> Extrait source:

────

Et ce n’est là qu’un exemple parmi tant d’autres de la capacité politique qui s’est accumulée au fil des années à Luxembourg : au jour le jour, les décisions de la Cour font émerger des règles et des principes européens dans des domaines qui touchent au statut de l’embryon, la brevetabilité des cellules souches, la GPA, l’accès des non-nationaux aux droits sociaux, le droit de grève, les politiques monétaires de la Banque centrale, etc.
En somme, la Cour fait corps avec le « projet européen », pour le meilleur et pour le pire... Elle en accompagne le développement continu en validant par exemple les politiques interventionnistes de la Banque centrale européenne dans les Etats membres « sous programme » (OMt, juin 2015) ; et elle en protège aussi jalousement l’indépendance en opposant une résistance tenace aux velléités d’intervention des Etats, voire même des autres organisations européennes, comme par exemple dans son avis négatif sur l’adhésion de l’Union à la Convention européenne des droits de l’homme.
La Cour le rappelle ainsi avec une belle constance au fil de ses arrêts : elle aussi, est prête à faire, à l'instar de BCE, « whatever it takes », pour sauver le projet européen d’une « Union par le droit ».
Le problème est que ce « projet européen » dont la Cour se fait le défenseur intraitable est, on le sait, profondément déséquilibré.
La Cour de Luxembourg reste en effet d’abord la Cour du Grand Marché dont elle s’est fait au fil des décennies l’infatigable batisseur par l’affirmation continue des libertés économiques de circulation (des personnes, des biens, des marchandises et des capitaux) et de la libre concurrence.

────

> Données brutes:

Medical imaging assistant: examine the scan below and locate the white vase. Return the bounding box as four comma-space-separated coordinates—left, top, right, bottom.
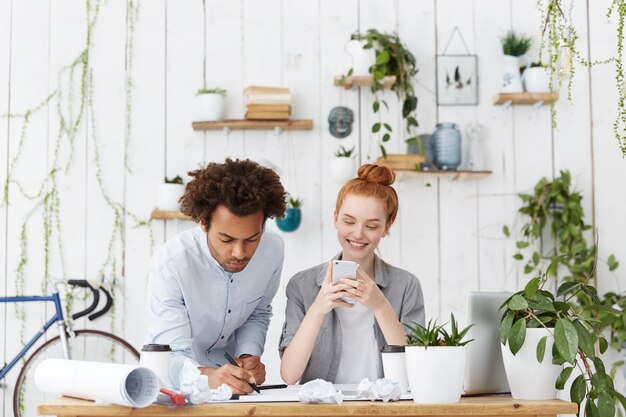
344, 39, 374, 75
501, 328, 563, 400
330, 157, 356, 184
405, 346, 465, 404
156, 184, 185, 210
196, 93, 224, 122
500, 55, 524, 93
522, 67, 550, 93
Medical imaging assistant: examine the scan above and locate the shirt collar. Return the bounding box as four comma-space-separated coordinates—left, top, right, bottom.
315, 252, 389, 288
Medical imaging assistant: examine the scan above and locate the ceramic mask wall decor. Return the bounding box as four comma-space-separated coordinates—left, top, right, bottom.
328, 106, 354, 139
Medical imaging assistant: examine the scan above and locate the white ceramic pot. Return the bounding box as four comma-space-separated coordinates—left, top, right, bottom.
344, 39, 375, 75
196, 94, 224, 122
500, 55, 524, 93
330, 157, 356, 184
405, 346, 465, 404
156, 184, 185, 210
522, 67, 550, 93
501, 328, 563, 400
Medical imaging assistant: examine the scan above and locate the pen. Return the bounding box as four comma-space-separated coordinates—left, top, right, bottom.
224, 352, 261, 394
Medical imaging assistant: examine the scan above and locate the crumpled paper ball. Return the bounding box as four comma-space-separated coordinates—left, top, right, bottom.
180, 361, 233, 404
298, 378, 343, 404
356, 378, 402, 402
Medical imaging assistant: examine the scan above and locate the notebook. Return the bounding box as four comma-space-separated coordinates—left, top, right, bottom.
463, 291, 512, 395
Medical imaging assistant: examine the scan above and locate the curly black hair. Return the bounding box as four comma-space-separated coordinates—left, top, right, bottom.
179, 158, 286, 227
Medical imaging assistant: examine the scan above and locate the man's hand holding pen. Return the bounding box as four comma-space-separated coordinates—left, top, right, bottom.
235, 354, 266, 385
199, 363, 256, 394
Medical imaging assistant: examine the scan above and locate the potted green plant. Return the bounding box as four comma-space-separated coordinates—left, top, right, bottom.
196, 87, 226, 121
500, 260, 626, 417
500, 31, 532, 93
404, 314, 473, 404
330, 146, 356, 184
276, 197, 303, 232
351, 29, 419, 156
157, 175, 185, 210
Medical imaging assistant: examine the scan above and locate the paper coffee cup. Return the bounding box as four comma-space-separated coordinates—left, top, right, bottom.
139, 344, 172, 387
380, 345, 409, 394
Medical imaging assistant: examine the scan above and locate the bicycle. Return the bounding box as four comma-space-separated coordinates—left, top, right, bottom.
0, 280, 139, 417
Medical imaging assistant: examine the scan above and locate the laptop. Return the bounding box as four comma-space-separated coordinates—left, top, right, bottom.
463, 291, 513, 395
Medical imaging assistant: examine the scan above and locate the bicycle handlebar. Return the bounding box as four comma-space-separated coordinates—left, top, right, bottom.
67, 279, 113, 320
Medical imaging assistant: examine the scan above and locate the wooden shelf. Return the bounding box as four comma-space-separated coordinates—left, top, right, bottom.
191, 119, 313, 130
150, 209, 193, 221
493, 92, 559, 105
335, 75, 396, 90
394, 169, 492, 181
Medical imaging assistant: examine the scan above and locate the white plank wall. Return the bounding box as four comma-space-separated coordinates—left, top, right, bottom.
0, 0, 626, 416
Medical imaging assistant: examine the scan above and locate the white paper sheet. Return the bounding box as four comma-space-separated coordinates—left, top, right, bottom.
35, 359, 159, 407
232, 384, 413, 403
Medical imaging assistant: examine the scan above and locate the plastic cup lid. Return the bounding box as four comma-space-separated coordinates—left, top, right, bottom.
141, 344, 172, 352
380, 345, 404, 353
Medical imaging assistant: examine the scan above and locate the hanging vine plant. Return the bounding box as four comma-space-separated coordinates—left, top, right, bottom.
537, 0, 626, 156
2, 0, 146, 342
351, 29, 419, 157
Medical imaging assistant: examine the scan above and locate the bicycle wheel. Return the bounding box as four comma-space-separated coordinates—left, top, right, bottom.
13, 330, 139, 417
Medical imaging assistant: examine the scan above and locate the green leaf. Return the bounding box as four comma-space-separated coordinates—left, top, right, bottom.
500, 312, 514, 345
554, 319, 578, 363
376, 51, 389, 65
537, 336, 548, 363
574, 321, 596, 357
569, 375, 587, 406
554, 366, 574, 390
509, 317, 526, 355
507, 294, 528, 310
556, 281, 580, 297
594, 386, 615, 417
599, 336, 608, 352
524, 278, 541, 298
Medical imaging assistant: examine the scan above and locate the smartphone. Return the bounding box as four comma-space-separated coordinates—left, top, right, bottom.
333, 261, 356, 284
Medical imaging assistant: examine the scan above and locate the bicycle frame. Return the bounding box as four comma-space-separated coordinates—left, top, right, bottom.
0, 292, 70, 381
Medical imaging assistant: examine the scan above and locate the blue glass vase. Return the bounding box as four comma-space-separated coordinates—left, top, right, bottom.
432, 123, 461, 171
276, 208, 302, 232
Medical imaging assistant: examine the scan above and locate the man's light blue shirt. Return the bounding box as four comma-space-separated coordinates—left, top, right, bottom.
147, 227, 284, 387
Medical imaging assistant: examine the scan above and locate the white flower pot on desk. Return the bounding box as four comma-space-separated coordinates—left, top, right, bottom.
405, 346, 466, 404
501, 328, 563, 400
522, 67, 550, 93
500, 55, 524, 93
196, 93, 224, 122
156, 183, 185, 210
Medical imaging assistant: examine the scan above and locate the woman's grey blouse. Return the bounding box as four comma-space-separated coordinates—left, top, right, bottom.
278, 256, 424, 384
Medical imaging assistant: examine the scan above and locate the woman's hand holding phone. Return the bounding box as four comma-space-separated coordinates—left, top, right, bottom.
311, 261, 354, 315
339, 265, 389, 312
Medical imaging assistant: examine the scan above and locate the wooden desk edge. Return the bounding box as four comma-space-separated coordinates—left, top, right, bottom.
37, 396, 578, 417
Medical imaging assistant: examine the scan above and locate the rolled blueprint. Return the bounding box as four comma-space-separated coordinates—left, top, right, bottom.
35, 359, 159, 407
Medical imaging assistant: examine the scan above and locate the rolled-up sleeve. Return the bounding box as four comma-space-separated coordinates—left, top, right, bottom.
235, 259, 282, 356
278, 277, 306, 358
148, 269, 198, 387
399, 275, 425, 325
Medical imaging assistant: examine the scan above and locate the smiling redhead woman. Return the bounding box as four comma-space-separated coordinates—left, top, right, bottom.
279, 164, 424, 384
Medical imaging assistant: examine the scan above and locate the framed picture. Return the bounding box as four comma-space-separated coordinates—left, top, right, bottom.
437, 55, 478, 106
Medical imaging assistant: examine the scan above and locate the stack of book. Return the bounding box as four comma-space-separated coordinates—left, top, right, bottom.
243, 85, 291, 120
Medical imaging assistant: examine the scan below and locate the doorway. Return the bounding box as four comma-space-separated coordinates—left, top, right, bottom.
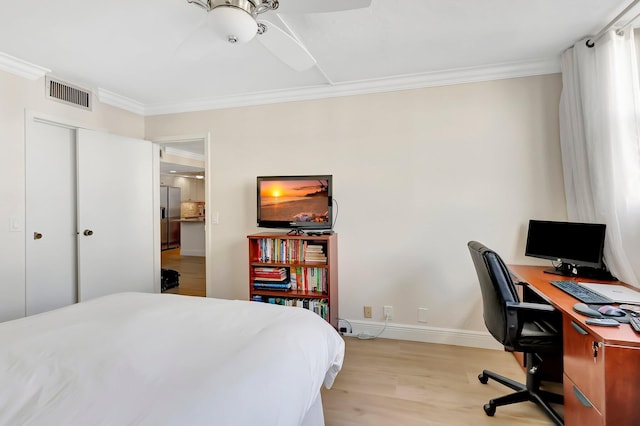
153, 136, 209, 297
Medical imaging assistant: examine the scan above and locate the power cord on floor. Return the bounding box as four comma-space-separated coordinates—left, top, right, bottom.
356, 314, 389, 340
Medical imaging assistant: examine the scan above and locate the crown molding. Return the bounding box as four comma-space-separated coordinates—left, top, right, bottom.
0, 52, 51, 80
139, 57, 560, 116
98, 88, 146, 115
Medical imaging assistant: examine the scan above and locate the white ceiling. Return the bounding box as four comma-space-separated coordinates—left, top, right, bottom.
159, 140, 205, 173
0, 0, 630, 115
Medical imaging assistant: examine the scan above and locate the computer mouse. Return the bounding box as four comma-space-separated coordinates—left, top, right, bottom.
598, 305, 627, 317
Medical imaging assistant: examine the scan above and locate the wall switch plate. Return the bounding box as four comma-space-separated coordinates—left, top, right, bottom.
418, 308, 429, 322
364, 306, 371, 318
382, 305, 393, 321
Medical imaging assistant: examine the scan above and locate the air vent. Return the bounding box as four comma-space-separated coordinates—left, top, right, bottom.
46, 77, 91, 111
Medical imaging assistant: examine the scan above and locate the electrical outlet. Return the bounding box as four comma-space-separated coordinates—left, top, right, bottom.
418, 308, 429, 322
382, 305, 393, 321
364, 306, 371, 318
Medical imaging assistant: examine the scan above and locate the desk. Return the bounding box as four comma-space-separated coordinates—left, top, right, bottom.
509, 265, 640, 426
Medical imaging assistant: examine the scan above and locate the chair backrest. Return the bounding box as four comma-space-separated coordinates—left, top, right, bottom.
467, 241, 520, 347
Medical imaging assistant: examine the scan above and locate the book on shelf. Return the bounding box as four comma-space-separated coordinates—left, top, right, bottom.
253, 266, 289, 281
253, 281, 291, 290
304, 244, 327, 263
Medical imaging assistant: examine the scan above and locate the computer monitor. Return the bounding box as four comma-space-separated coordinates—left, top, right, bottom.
525, 220, 606, 276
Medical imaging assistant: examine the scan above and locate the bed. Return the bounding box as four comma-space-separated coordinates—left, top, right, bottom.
0, 293, 344, 426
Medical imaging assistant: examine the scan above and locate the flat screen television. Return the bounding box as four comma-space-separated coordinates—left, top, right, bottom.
525, 220, 606, 275
257, 175, 333, 232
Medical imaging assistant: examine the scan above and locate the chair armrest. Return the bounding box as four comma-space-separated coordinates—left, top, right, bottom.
507, 302, 562, 342
507, 302, 556, 313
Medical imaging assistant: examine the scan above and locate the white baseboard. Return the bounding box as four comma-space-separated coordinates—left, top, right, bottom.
180, 248, 205, 257
339, 319, 504, 350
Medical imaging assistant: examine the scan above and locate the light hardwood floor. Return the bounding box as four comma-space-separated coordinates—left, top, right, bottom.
162, 249, 562, 426
322, 337, 562, 426
161, 248, 207, 297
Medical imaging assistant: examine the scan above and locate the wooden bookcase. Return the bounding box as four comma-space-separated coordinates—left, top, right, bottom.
247, 232, 338, 329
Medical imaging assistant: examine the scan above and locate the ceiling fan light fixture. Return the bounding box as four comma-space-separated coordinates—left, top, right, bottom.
209, 0, 258, 43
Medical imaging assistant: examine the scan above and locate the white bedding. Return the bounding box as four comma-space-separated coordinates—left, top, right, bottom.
0, 293, 344, 426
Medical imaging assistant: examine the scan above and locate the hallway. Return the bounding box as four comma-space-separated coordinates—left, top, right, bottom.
161, 248, 207, 297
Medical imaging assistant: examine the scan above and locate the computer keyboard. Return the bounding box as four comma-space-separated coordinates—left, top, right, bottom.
629, 315, 640, 333
551, 281, 614, 305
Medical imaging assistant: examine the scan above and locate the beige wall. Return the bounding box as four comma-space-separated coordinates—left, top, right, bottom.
0, 71, 144, 321
145, 74, 566, 331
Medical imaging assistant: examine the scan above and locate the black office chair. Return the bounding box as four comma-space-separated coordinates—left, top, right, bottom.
467, 241, 564, 425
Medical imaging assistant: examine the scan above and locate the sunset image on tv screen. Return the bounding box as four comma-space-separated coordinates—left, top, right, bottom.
260, 179, 329, 222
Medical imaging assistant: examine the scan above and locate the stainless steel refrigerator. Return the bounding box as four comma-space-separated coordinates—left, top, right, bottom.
160, 186, 180, 250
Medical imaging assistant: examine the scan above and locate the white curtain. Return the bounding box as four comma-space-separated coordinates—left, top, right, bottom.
560, 28, 640, 287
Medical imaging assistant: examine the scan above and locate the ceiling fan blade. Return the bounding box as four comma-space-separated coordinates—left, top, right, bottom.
277, 0, 371, 13
256, 19, 316, 71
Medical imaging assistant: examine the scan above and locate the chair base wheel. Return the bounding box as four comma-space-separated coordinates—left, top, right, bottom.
482, 404, 496, 417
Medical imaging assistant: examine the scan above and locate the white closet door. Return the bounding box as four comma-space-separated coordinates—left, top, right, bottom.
25, 121, 77, 315
77, 129, 155, 301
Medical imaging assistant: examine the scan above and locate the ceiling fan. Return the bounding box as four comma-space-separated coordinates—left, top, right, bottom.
182, 0, 371, 71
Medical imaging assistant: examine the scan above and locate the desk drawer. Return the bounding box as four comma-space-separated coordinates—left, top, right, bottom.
563, 316, 605, 412
563, 374, 605, 426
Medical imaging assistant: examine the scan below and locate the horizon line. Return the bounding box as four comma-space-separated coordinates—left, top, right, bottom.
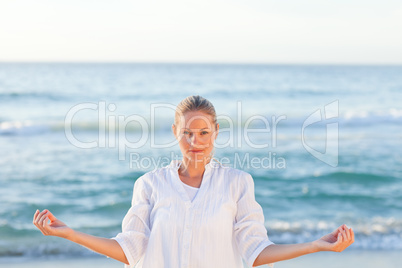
0, 60, 402, 66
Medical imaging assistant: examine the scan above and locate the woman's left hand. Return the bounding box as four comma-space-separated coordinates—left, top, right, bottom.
313, 224, 355, 252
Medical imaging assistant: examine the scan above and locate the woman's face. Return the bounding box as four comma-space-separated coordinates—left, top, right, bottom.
173, 111, 219, 162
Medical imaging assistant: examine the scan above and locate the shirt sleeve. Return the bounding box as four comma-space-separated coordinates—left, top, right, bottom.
112, 173, 151, 267
234, 173, 273, 267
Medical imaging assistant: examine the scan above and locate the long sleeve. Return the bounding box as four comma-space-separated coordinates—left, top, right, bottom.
234, 173, 273, 267
113, 176, 151, 267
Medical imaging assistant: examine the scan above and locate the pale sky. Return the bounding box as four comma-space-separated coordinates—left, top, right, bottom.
0, 0, 402, 64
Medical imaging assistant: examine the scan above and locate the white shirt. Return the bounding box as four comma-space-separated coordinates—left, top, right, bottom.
113, 160, 273, 268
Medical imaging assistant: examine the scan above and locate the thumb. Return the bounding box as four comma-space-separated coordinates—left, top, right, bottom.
331, 226, 342, 236
48, 211, 57, 221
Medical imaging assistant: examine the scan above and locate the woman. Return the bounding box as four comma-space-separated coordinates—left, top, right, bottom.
33, 96, 354, 268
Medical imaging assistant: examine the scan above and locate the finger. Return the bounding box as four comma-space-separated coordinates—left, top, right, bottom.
331, 226, 342, 236
336, 233, 343, 244
43, 216, 49, 230
345, 228, 351, 241
341, 230, 348, 241
350, 228, 355, 243
32, 209, 39, 224
48, 211, 57, 221
36, 209, 46, 223
38, 213, 47, 226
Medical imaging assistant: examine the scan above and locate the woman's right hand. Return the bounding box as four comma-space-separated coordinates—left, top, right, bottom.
33, 209, 73, 238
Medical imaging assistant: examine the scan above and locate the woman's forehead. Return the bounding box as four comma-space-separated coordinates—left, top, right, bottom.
180, 111, 214, 130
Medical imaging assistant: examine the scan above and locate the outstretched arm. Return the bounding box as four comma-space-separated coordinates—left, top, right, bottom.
253, 225, 354, 266
33, 209, 128, 264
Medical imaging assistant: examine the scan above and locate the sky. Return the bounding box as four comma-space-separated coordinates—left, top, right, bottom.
0, 0, 402, 64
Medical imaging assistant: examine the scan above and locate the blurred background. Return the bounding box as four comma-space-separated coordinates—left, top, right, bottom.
0, 0, 402, 267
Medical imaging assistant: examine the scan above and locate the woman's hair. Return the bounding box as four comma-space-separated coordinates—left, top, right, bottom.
174, 95, 217, 126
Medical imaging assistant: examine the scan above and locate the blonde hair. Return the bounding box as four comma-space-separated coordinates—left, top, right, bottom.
174, 95, 218, 127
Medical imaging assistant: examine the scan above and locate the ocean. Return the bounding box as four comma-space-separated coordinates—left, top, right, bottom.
0, 63, 402, 260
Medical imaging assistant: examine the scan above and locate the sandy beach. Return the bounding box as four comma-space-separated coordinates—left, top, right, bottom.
0, 250, 402, 268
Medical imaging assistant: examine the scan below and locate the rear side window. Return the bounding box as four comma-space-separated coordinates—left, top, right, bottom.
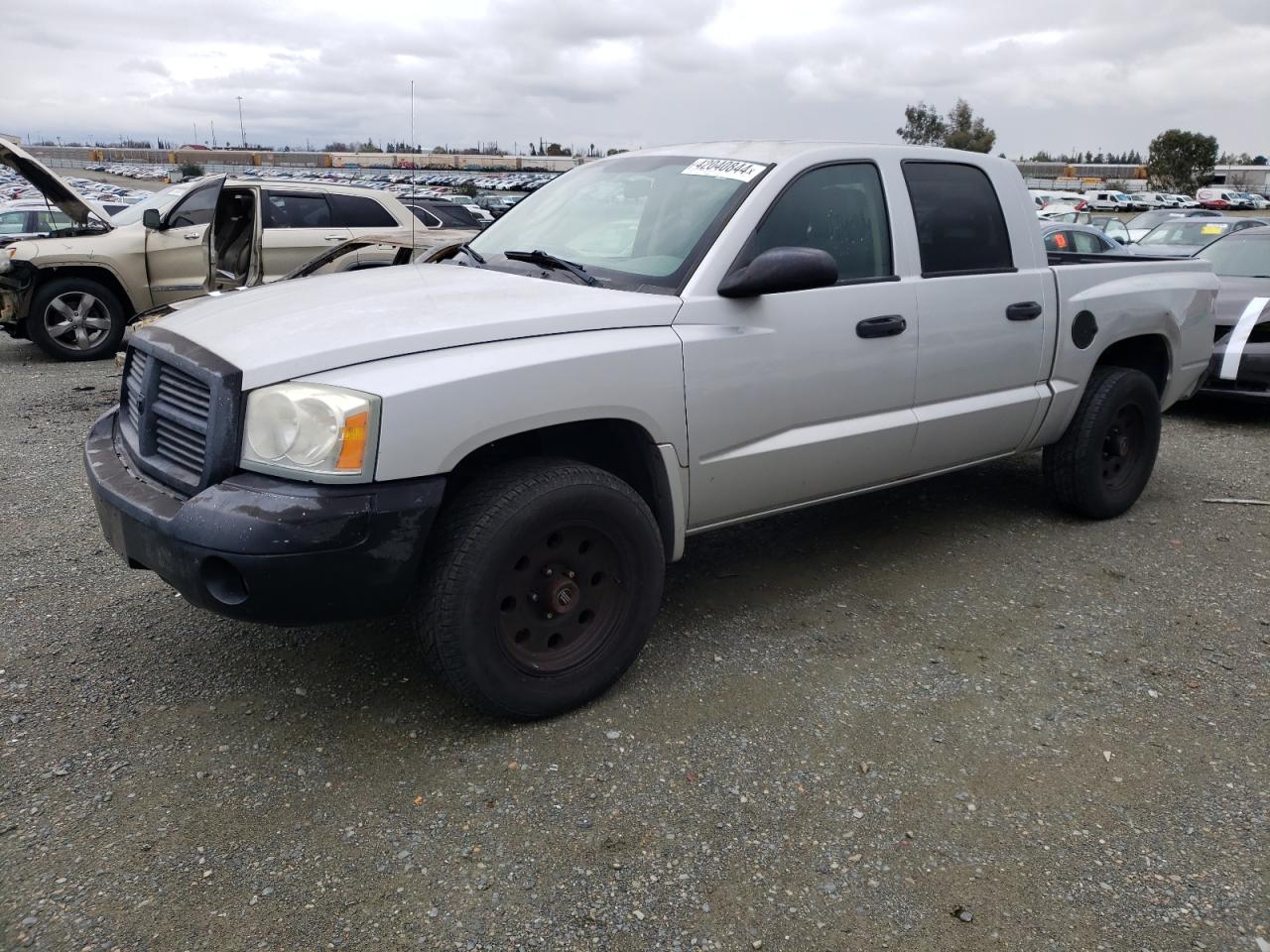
742, 163, 893, 283
904, 162, 1015, 278
262, 191, 331, 228
330, 194, 396, 228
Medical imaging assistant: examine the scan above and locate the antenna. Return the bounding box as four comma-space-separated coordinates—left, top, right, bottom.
409, 80, 418, 254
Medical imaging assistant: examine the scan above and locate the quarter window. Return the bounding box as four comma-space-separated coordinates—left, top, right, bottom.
739, 163, 894, 283
904, 162, 1013, 278
330, 194, 396, 228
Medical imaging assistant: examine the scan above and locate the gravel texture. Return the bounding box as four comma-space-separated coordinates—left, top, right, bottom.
0, 340, 1270, 952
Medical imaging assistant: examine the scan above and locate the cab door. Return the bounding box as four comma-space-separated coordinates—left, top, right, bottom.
903, 160, 1051, 472
146, 176, 225, 304
675, 162, 918, 528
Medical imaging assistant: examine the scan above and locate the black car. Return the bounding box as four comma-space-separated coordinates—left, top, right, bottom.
1195, 227, 1270, 400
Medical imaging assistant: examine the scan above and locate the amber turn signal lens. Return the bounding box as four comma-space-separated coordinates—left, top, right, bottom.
335, 413, 371, 472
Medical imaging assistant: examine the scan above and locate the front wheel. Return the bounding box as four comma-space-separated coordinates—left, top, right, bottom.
1043, 367, 1161, 520
27, 278, 124, 361
416, 459, 666, 718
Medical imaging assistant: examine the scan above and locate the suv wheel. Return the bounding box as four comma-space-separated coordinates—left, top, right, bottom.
1043, 367, 1160, 520
416, 459, 666, 718
27, 278, 124, 361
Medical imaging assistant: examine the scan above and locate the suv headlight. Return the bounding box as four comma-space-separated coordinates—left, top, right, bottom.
239, 384, 380, 482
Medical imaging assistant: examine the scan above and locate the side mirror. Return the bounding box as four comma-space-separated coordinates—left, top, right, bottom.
718, 248, 838, 298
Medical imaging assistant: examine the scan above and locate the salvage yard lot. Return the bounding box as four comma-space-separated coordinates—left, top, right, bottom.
0, 340, 1270, 952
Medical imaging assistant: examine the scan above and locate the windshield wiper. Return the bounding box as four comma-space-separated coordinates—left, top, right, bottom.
458, 241, 485, 264
503, 250, 599, 287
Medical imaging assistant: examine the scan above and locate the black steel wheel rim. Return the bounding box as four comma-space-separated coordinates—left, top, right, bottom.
1102, 404, 1147, 493
493, 521, 632, 675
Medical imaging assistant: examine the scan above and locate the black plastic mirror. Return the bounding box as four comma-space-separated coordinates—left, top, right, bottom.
718, 248, 838, 298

────

> Travail à faire:
Reprenez l'extrait sur la Cour de Luxembourg et poursuivez-le après sa dernière phrase. Les enregistrements n'entrent pas en jeu ici.

> Réponse:
Sa jurisprudence en porte inévitablement la marque de cette grande affaire européenne qui reste aussi sa boussole principale.
Elle peine encore à intégrer d’autres objets de valeur, à commencer par la Charte des droits fondamentaux qui fait pourtant pleinement partie des traités et qui aurait pu enrichir l’espace des possibles juridiques européens.
Et si la Cour prête bien occasionnellement sa puissance de frappe à des causes d’ailleurs souvent oubliées des Etats (non-discrimination, protection des données personnelles, etc.), c’est d’abord parce que ces droits participent de la régulation du Grand Marché.
De fait, la partie reste bien inégale à Luxembourg quand il s’agit de faire droit à des causes aussi diverses que les droits sociaux, les services publics et les libertés fondamentales face au sillon profond creusé par cinquante années d’intégration par le Marché.
Les arrêts Viking, Laval, Rüffert l’avaient du reste rappelé quand, en 2007 et en 2008, la Cour avait fait prévaloir les exigences des libertés économiques européennes sur le droit de grève ou les conventions collectives nationales.
Au final, le pôle judiciaire du gouvernement européen n’a jamais été aussi vivace, et nul doute que le nouveau président, le professeur de droit belge Koen Lenaerts, qui détient d’ores et déjà un record de longévité à la Cour (il y est entré en 1989 !), maintiendra ce cap.
Reste à savoir combien de temps les déséquilibres sociaux et démocratiques propres à cette construction européenne par la voie judiciaire pourront perdurer sans affecter en retour la légitimité du « projet européen » lui-même.